Object pointing dataset entries:
******************************
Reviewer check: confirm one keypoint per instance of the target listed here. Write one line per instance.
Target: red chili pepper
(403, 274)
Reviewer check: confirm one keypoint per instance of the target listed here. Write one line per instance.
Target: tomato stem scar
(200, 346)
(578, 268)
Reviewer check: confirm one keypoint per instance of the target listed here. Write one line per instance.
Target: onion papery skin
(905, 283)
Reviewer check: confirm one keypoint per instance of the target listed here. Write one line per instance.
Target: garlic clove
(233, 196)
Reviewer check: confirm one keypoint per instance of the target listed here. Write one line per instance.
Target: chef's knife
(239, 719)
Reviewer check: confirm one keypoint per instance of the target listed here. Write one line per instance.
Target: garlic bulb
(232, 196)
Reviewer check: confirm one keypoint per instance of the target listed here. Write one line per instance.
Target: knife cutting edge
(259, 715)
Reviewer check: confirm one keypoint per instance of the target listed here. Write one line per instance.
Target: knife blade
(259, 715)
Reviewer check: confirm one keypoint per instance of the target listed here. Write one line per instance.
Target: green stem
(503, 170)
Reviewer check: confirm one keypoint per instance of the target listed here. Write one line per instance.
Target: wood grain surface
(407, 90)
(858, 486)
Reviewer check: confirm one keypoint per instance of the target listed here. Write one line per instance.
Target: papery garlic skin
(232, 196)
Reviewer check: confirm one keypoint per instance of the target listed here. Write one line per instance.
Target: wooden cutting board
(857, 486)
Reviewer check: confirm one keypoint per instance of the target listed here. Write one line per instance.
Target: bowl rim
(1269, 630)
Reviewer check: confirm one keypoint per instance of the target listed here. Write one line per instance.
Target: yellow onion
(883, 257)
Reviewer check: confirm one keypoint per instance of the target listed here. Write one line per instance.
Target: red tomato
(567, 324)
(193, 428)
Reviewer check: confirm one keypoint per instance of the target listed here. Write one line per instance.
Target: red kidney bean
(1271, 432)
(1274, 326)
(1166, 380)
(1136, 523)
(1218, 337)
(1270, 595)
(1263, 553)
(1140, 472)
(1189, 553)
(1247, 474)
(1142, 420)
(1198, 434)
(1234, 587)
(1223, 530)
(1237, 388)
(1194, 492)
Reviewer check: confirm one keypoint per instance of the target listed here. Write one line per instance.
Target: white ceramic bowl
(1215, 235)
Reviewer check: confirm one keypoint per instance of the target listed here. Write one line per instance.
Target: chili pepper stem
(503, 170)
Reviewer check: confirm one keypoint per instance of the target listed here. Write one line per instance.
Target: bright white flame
******************************
WHAT IS ASKED: Count the lines in the entries above that contain the word "papery". Reply with the number only.

RESPONSE TO THIS EXERCISE: 2